═══ Given data ═══
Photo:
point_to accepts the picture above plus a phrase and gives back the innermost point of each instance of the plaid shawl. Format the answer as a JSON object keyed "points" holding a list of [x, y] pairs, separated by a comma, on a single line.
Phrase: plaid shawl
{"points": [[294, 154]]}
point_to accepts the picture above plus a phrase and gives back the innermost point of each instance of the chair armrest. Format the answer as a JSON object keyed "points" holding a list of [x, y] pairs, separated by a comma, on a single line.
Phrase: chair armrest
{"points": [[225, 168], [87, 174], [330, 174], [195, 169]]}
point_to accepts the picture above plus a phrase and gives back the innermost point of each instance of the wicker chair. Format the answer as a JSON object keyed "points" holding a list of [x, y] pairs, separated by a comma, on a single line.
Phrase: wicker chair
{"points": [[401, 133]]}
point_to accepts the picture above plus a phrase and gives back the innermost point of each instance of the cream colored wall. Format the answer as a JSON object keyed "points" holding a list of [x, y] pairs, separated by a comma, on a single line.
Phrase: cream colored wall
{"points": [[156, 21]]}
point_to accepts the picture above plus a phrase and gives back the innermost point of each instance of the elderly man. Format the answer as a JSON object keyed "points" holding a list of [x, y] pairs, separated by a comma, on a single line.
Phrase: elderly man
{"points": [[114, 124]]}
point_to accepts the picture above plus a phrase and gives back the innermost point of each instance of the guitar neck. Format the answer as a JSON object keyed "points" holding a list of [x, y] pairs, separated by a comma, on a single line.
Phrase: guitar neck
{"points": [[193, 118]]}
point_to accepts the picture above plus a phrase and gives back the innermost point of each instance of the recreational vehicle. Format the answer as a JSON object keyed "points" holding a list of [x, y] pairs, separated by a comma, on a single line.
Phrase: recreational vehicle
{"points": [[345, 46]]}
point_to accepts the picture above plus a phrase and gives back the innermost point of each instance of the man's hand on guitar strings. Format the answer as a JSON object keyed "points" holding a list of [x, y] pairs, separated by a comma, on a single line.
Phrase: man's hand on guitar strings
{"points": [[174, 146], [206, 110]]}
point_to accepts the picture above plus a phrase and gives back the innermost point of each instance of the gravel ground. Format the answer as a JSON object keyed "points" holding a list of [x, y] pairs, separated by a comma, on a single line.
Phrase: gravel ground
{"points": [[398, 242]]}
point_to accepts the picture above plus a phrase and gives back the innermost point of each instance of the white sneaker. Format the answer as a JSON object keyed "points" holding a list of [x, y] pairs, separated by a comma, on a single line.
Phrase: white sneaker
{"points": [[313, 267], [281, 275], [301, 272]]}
═══
* _What you should do_
Only the lines from the one containing "of the gravel" to the end of the data should be printed, exactly as they stand.

* _Output of the exercise_
point_to accepts the picture above plus a phrase and gives back the innermost point of each instance of the gravel ground. Format the answer as a JSON object keyed "points" holding a list of [x, y] pairs, separated by a comma, on a single line.
Phrase: gravel ground
{"points": [[398, 242]]}
point_to accepts the picture above plus a phrase and gives back the innermost point of each instance of the white sneaker. Format the answer as a JSON object keyed "points" holding a list of [x, y] pairs, separated by a comma, on a single line.
Phrase: white sneaker
{"points": [[313, 267], [281, 275], [301, 272]]}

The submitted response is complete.